WORK ITEM A: In the essay on the adaptability of grace, whom did God have to banish from the garden?
WORK ITEM B: List every quality that the essay on the adaptability of grace says God made humans to be.
WORK ITEM C: From the essay on the adaptability of grace, write out again the part that opens with the words "The Adaptability of" and closes with "make it work.", substituting "orchard" for "garden".

EXCERPT TO READ:

* * * * *

The Adaptability of Grace
by margarita ramirez and mckenzie nelson
Remember in Genesis when God made humans and some stuff went wrong and God had to banish Adam and Eve from the garden to toil the land? The first storyline we get from Scripture regarding who we are as humans involves perhaps the greatest feat of adaptability imaginable. Right from the start, we see that God made humans to be flexible, adaptable, clever, resourceful—otherwise, God would have known that God was sending Adam and Eve to certain death. Apparently, God knew Adam and Eve would adapt outside Eden and make it work.
We were, after all, made in the image of God, and no one is more adaptable than the God we serve. God tried every way possible to have God’s grace to reach Israel. You need deliverance from Egypt? Let’s do it! You need food? Manna from heaven! Oh, you need a king now? Ok, let’s try it! You’re captive in Babylon and need a reminder of my promises? Here you go! If you read scripture with special attention to this, you will find that God is not rigid in how God shows grace. God is infinitely creative in meeting people where they are.

* * * * *

INFORMATION SHOWN:
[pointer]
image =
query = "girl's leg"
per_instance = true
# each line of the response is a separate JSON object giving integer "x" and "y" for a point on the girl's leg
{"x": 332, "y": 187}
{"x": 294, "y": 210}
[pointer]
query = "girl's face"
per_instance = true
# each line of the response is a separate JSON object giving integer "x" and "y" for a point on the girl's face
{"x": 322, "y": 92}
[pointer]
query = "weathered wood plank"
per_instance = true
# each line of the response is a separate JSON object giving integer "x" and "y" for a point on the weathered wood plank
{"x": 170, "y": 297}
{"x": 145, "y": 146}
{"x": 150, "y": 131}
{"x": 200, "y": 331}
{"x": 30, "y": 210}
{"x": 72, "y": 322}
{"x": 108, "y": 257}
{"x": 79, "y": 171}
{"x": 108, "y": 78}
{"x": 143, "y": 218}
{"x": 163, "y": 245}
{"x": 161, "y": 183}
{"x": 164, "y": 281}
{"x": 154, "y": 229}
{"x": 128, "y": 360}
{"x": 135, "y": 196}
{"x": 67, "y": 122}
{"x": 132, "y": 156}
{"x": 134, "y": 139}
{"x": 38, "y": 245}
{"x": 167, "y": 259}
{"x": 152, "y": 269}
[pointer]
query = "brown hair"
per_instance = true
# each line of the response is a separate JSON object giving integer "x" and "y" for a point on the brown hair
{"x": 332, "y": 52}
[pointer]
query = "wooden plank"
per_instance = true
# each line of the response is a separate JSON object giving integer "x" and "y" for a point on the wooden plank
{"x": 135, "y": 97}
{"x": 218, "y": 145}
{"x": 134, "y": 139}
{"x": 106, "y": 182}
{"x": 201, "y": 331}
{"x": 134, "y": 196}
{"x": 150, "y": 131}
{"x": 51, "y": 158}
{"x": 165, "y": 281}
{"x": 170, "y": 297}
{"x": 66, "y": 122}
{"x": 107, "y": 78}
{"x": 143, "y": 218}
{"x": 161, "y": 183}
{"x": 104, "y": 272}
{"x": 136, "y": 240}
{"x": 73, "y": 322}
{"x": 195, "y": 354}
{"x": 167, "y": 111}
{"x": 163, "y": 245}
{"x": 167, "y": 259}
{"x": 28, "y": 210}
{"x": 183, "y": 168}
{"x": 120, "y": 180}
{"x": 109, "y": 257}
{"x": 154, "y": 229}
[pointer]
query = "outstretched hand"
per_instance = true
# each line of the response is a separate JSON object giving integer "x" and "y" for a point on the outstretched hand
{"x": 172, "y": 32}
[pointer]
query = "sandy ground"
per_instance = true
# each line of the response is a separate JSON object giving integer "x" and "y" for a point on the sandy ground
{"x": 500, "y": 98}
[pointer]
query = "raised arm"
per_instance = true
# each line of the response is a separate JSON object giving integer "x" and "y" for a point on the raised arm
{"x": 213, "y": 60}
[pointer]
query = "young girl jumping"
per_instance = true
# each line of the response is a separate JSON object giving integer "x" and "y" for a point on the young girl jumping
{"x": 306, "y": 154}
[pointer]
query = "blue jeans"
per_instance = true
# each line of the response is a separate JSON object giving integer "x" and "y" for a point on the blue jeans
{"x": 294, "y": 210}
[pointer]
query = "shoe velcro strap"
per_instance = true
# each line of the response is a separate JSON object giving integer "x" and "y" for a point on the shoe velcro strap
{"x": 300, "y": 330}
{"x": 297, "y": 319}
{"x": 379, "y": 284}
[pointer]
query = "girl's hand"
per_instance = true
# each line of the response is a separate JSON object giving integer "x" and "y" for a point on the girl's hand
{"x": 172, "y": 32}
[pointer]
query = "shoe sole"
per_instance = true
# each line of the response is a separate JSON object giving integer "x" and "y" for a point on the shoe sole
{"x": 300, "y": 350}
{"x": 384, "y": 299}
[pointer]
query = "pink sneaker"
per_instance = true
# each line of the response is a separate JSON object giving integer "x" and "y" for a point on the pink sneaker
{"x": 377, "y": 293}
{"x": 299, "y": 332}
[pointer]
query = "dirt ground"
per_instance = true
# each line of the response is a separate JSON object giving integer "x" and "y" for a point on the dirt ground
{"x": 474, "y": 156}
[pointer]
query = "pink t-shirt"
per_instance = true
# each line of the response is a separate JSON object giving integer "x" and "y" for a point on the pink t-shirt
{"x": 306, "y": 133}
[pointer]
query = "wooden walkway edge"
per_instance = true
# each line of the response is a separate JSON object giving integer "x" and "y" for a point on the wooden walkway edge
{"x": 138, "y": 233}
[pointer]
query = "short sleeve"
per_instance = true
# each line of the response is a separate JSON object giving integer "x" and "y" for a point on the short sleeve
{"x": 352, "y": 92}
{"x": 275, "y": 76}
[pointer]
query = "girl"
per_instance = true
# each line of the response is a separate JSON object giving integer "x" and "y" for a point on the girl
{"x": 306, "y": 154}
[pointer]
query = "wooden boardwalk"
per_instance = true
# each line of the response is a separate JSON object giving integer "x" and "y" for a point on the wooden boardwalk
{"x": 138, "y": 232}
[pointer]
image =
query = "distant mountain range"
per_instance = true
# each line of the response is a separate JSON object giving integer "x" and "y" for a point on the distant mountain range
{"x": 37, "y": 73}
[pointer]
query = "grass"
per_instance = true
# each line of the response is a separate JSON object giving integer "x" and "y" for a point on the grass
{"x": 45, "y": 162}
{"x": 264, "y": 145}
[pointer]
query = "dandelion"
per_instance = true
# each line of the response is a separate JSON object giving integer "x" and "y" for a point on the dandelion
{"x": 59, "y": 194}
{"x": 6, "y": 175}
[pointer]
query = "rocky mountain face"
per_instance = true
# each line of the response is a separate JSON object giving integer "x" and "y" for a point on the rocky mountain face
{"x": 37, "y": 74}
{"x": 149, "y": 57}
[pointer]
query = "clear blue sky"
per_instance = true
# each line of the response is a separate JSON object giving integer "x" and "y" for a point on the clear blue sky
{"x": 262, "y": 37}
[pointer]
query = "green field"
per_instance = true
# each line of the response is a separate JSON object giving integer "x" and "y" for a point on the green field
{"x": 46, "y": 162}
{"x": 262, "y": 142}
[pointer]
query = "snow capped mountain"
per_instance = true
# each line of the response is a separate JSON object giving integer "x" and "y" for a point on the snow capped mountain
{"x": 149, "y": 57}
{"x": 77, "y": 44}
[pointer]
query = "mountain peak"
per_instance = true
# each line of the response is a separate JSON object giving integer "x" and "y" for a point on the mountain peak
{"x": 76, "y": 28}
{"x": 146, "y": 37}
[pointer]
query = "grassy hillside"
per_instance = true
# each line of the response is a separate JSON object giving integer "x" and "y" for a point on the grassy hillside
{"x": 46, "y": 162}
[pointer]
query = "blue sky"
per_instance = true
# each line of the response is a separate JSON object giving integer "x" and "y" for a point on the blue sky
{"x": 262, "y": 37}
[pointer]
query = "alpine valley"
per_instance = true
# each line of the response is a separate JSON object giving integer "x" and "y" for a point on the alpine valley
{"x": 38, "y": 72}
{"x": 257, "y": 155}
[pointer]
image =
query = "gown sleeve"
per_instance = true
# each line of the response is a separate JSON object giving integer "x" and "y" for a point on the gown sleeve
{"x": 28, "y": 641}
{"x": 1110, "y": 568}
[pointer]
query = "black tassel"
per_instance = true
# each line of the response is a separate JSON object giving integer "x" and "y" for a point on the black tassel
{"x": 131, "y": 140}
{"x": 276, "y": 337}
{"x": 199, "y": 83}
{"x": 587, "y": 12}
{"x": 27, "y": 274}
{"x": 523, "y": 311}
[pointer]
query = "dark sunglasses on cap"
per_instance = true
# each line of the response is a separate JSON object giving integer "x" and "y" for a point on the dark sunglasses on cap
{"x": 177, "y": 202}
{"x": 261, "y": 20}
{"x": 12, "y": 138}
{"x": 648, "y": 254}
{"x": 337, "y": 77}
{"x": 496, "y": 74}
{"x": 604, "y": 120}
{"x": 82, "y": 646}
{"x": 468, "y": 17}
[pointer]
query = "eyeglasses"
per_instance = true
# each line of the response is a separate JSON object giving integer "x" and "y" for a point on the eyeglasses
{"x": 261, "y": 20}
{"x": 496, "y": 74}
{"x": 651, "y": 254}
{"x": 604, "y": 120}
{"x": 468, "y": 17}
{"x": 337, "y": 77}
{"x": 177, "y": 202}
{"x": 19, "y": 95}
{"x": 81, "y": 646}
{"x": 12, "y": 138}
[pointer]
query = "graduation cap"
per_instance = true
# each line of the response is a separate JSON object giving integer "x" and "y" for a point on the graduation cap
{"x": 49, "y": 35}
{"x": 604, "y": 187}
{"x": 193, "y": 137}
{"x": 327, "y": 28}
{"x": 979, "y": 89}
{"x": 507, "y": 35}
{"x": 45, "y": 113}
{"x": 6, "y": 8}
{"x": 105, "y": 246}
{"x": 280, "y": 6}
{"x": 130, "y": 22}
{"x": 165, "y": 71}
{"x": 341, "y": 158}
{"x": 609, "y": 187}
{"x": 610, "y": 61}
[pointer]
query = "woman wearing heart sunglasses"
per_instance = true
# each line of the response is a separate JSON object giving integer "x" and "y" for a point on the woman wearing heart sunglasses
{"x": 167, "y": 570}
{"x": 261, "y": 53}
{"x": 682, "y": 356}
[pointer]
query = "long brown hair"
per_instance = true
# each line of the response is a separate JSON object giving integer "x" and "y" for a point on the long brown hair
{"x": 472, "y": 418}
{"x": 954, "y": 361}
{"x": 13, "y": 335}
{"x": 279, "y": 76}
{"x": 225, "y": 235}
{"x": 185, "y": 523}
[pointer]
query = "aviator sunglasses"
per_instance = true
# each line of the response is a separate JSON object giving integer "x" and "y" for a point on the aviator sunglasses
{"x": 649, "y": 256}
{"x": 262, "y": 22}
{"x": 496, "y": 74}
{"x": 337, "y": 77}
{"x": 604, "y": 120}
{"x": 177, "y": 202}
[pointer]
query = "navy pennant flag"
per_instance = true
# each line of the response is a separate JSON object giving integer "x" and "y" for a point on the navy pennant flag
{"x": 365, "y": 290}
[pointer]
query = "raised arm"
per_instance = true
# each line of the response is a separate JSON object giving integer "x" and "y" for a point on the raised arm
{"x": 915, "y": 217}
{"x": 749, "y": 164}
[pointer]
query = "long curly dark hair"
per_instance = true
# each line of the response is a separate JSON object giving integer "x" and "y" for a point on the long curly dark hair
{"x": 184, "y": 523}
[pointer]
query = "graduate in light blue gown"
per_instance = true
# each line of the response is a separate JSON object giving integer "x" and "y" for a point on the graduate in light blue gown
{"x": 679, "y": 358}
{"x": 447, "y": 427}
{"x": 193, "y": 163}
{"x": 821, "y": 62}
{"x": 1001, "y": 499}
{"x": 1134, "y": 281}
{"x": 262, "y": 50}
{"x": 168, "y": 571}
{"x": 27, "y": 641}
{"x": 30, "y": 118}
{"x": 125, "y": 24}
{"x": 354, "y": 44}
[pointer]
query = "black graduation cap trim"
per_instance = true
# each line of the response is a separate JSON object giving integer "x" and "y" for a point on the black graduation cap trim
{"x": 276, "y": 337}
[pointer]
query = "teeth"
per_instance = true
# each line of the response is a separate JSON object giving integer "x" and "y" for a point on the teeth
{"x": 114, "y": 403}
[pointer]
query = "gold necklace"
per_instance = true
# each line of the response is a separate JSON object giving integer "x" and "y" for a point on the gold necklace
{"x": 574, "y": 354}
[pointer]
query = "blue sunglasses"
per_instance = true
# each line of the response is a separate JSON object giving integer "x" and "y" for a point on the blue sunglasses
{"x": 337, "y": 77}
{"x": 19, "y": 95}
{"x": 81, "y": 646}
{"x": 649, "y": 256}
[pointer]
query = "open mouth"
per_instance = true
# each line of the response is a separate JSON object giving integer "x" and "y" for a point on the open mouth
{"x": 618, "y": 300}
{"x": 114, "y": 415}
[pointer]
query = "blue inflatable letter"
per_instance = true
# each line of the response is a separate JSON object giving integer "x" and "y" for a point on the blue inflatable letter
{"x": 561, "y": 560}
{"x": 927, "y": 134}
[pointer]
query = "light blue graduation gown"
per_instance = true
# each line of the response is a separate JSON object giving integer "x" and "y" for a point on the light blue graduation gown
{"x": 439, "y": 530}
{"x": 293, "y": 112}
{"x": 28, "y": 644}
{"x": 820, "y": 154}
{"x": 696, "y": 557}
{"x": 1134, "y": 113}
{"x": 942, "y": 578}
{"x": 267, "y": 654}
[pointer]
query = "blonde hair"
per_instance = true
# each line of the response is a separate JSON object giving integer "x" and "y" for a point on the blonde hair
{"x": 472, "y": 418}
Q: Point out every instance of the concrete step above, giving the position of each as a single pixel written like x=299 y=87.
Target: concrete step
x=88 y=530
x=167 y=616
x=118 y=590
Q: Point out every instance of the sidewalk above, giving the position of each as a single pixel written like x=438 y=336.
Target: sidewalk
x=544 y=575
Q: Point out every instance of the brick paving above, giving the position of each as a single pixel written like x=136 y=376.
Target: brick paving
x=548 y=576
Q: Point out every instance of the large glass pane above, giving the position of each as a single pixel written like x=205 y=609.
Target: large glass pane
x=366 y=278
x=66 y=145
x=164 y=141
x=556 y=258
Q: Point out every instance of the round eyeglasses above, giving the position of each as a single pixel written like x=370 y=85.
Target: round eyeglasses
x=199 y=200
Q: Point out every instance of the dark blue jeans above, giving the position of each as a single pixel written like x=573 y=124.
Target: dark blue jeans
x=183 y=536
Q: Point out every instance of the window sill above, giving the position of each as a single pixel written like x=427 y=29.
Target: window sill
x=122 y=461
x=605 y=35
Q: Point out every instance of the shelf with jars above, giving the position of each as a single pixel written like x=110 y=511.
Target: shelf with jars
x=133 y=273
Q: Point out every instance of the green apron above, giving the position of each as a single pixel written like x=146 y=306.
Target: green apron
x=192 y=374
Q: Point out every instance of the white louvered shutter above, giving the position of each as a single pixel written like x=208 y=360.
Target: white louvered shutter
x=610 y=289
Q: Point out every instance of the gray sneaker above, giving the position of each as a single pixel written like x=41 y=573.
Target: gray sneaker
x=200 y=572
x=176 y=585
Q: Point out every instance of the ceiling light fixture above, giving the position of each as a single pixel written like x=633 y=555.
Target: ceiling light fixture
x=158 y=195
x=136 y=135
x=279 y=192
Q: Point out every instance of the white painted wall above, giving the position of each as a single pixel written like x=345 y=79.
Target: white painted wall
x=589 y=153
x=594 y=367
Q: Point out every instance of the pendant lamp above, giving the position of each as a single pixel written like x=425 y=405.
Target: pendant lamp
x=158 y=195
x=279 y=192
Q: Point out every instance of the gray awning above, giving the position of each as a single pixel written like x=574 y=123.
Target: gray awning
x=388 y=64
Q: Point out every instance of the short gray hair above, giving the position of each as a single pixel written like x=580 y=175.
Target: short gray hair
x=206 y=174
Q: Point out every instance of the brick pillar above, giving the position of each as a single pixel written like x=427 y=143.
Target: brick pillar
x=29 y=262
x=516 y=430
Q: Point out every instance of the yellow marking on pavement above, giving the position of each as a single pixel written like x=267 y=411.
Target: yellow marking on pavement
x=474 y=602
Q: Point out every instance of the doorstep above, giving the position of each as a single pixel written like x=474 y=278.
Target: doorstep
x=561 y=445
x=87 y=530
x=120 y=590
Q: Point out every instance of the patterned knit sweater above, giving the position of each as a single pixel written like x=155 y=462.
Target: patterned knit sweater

* * * * *

RESPONSE AREA A: Adam and Eve.

RESPONSE AREA B: Flexible, adaptable, clever, resourceful.

RESPONSE AREA C:
The Adaptability of Grace
by margarita ramirez and mckenzie nelson
Remember in Genesis when God made humans and some stuff went wrong and God had to banish Adam and Eve from the orchard to toil the land? The first storyline we get from Scripture regarding who we are as humans involves perhaps the greatest feat of adaptability imaginable. Right from the start, we see that God made humans to be flexible, adaptable, clever, resourceful—otherwise, God would have known that God was sending Adam and Eve to certain death. Apparently, God knew Adam and Eve would adapt outside Eden and make it work.